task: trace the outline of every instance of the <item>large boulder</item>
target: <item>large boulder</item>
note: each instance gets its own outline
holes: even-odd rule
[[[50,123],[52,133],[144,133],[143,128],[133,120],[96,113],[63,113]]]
☆ ☆ ☆
*WHAT IS REQUIRED*
Write out every line of the items above again, requests included, and shift each polygon coordinate in the answers by adding 91 to it.

*RESPONSE TO THIS EXERCISE*
task: trace the outline of every instance of the <item>large boulder</item>
target: <item>large boulder</item>
note: each instance gets its own outline
holes: even-odd rule
[[[141,214],[143,224],[235,224],[234,219],[224,211],[187,204],[154,204]]]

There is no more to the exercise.